• WHAT YOU HAVE TO DO
Reproduce the lines of the data below as a numbered list, starting at the line containing "outline man's face" and ending at the line containing "Outline every instance of the man's face.". Leave out any blank lines.

================================

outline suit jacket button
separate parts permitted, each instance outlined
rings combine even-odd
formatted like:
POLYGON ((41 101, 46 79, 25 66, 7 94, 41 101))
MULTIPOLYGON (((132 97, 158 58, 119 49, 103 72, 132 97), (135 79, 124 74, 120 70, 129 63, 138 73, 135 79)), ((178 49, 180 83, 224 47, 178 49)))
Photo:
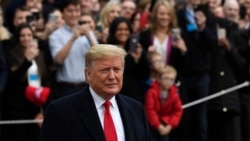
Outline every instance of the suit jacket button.
POLYGON ((224 76, 224 75, 225 75, 224 71, 221 71, 220 76, 224 76))
POLYGON ((227 112, 227 107, 223 107, 223 108, 222 108, 222 111, 223 111, 223 112, 227 112))

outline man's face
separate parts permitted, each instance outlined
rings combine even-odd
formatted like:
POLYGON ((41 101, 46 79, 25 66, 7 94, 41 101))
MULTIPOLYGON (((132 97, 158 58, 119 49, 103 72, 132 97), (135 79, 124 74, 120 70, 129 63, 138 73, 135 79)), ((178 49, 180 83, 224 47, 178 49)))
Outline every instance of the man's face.
POLYGON ((22 23, 26 23, 26 17, 31 15, 29 11, 17 11, 13 20, 14 26, 17 27, 22 23))
POLYGON ((239 18, 239 6, 235 3, 228 4, 227 7, 224 8, 224 15, 226 19, 237 23, 239 18))
POLYGON ((103 97, 110 99, 122 88, 124 62, 121 57, 110 57, 95 60, 85 75, 93 90, 103 97))
POLYGON ((122 15, 127 19, 131 19, 132 15, 135 12, 135 9, 136 5, 132 1, 124 1, 122 3, 122 15))
POLYGON ((191 5, 199 5, 199 4, 201 4, 201 0, 189 0, 189 3, 191 5))
POLYGON ((80 10, 80 5, 69 5, 68 7, 64 8, 62 15, 65 23, 67 23, 69 26, 77 25, 81 16, 80 10))
POLYGON ((82 12, 90 12, 91 7, 91 1, 90 0, 81 0, 81 11, 82 12))

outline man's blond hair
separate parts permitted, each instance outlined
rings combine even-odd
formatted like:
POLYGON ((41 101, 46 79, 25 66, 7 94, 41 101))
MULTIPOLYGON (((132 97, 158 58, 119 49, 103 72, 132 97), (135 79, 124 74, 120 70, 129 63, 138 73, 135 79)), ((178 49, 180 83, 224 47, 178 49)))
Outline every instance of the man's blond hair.
POLYGON ((90 67, 95 60, 121 57, 124 64, 124 58, 127 55, 126 51, 118 46, 109 44, 98 44, 91 47, 85 55, 85 67, 90 67))

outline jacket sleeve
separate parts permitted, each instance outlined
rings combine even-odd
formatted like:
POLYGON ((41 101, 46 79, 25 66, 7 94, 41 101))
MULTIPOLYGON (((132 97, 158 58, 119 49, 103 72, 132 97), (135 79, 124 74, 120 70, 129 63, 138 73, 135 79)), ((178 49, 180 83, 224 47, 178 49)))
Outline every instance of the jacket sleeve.
POLYGON ((179 125, 179 122, 181 120, 182 113, 183 113, 182 104, 181 104, 181 100, 179 98, 179 95, 177 95, 175 97, 174 108, 173 109, 174 109, 173 110, 174 112, 173 112, 172 115, 170 115, 169 124, 173 128, 176 128, 179 125))
POLYGON ((149 89, 145 97, 145 110, 149 125, 155 129, 160 126, 160 119, 156 111, 156 102, 154 94, 156 91, 149 89))
POLYGON ((179 98, 178 94, 175 94, 173 97, 173 107, 170 115, 163 116, 161 118, 162 121, 164 121, 166 124, 169 124, 172 126, 172 128, 176 128, 179 125, 180 119, 182 117, 183 109, 182 109, 182 103, 179 98))
POLYGON ((57 110, 53 103, 48 106, 45 112, 39 141, 64 141, 64 124, 62 117, 63 115, 57 110))

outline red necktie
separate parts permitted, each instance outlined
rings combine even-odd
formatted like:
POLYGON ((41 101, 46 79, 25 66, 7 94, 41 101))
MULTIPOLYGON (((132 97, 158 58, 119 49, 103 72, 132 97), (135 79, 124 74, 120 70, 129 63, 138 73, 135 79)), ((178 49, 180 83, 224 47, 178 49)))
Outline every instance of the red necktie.
POLYGON ((106 101, 104 103, 105 111, 104 111, 104 133, 106 137, 106 141, 117 141, 115 125, 112 120, 112 116, 109 111, 109 107, 111 102, 106 101))

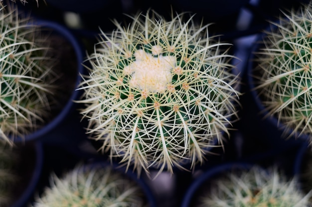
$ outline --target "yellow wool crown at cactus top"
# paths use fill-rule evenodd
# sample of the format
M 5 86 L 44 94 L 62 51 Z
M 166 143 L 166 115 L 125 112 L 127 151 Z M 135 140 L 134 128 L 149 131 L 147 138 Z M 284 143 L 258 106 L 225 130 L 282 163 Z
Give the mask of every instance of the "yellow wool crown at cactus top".
M 183 15 L 166 21 L 149 10 L 124 27 L 115 21 L 87 58 L 80 102 L 90 138 L 139 173 L 202 163 L 237 114 L 230 44 Z

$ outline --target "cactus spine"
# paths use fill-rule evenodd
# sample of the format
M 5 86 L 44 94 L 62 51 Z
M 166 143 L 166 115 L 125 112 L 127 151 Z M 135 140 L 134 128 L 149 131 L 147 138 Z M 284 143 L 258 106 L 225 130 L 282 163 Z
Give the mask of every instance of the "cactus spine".
M 110 167 L 79 165 L 62 178 L 51 177 L 50 187 L 37 197 L 34 207 L 147 206 L 142 189 Z
M 14 200 L 14 186 L 18 177 L 14 172 L 18 163 L 15 152 L 4 140 L 0 140 L 0 206 L 8 207 Z M 15 189 L 16 190 L 16 189 Z
M 140 173 L 172 172 L 183 162 L 203 163 L 222 145 L 236 114 L 238 78 L 230 72 L 229 44 L 183 14 L 169 21 L 153 11 L 130 25 L 102 32 L 80 89 L 91 138 Z M 224 48 L 226 48 L 224 49 Z
M 228 172 L 211 183 L 209 193 L 199 199 L 199 207 L 312 206 L 311 194 L 304 194 L 296 179 L 290 180 L 276 168 L 265 170 L 254 166 L 241 173 Z
M 19 15 L 12 3 L 0 10 L 0 137 L 7 141 L 35 131 L 50 118 L 57 88 L 48 41 Z
M 265 107 L 292 134 L 312 134 L 312 11 L 303 5 L 272 23 L 254 73 Z

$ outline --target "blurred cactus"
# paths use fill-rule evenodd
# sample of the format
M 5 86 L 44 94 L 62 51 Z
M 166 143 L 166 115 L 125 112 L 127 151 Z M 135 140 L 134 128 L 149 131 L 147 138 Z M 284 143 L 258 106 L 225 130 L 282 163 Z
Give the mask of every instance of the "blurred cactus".
M 13 3 L 0 10 L 0 137 L 7 141 L 50 118 L 59 75 L 51 70 L 57 61 L 46 37 L 19 14 Z
M 209 147 L 222 145 L 237 115 L 229 44 L 192 17 L 184 22 L 183 14 L 166 21 L 149 10 L 132 18 L 102 32 L 88 57 L 80 102 L 90 138 L 139 174 L 193 168 Z
M 18 158 L 4 140 L 0 140 L 0 206 L 9 207 L 14 201 L 14 186 L 18 182 L 16 172 Z M 16 199 L 16 198 L 15 198 Z
M 79 165 L 59 178 L 51 177 L 50 186 L 34 207 L 147 206 L 141 188 L 135 181 L 109 166 L 90 168 Z
M 312 12 L 302 5 L 272 22 L 253 72 L 263 104 L 291 135 L 312 135 Z
M 198 199 L 198 207 L 311 207 L 295 178 L 276 168 L 254 166 L 249 171 L 226 173 L 211 181 L 209 191 Z

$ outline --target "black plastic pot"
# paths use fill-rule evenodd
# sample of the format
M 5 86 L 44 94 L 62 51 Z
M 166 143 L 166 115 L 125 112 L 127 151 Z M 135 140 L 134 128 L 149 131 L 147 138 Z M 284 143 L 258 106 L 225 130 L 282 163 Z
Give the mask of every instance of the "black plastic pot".
M 247 136 L 250 138 L 253 137 L 264 145 L 279 150 L 298 146 L 309 137 L 305 134 L 294 133 L 292 129 L 286 128 L 283 123 L 279 122 L 276 117 L 269 115 L 255 89 L 256 83 L 254 78 L 254 69 L 256 64 L 255 59 L 257 58 L 255 53 L 263 46 L 262 40 L 265 35 L 264 32 L 257 35 L 247 63 L 246 73 L 243 77 L 243 81 L 247 85 L 243 90 L 244 95 L 242 104 L 244 117 L 242 126 Z
M 21 169 L 21 172 L 18 172 L 23 173 L 24 171 L 29 171 L 27 173 L 30 173 L 30 177 L 23 175 L 22 178 L 22 183 L 27 183 L 26 188 L 23 190 L 23 192 L 19 198 L 11 206 L 11 207 L 24 207 L 26 206 L 27 204 L 31 201 L 36 188 L 38 185 L 41 172 L 42 171 L 44 160 L 44 150 L 42 144 L 40 142 L 36 142 L 31 144 L 23 146 L 21 149 L 18 149 L 17 151 L 24 152 L 20 154 L 20 157 L 27 155 L 27 157 L 31 154 L 33 155 L 34 159 L 30 160 L 28 158 L 19 157 L 20 160 L 21 166 L 24 166 Z M 21 168 L 22 167 L 18 166 Z M 32 168 L 30 169 L 27 168 Z M 20 185 L 20 181 L 16 182 L 15 185 Z
M 203 189 L 202 188 L 204 189 L 205 184 L 208 184 L 210 180 L 212 180 L 227 172 L 249 169 L 252 166 L 252 164 L 249 163 L 230 162 L 212 167 L 202 173 L 193 181 L 185 192 L 180 207 L 191 207 L 194 206 L 194 204 L 196 201 L 196 196 L 202 193 Z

================================

• FINISHED TASK
1. outline man's face
2. separate parts permitted, each instance outlined
3. rings combine even-odd
4. formatted like:
5. POLYGON ((41 101, 46 79, 25 66, 7 94, 41 101))
6. MULTIPOLYGON (((132 97, 158 58, 119 49, 103 72, 132 97), (135 79, 124 74, 120 70, 129 63, 138 73, 135 79)), ((178 49, 180 83, 224 47, 178 49)))
7. Outline every instance of the man's face.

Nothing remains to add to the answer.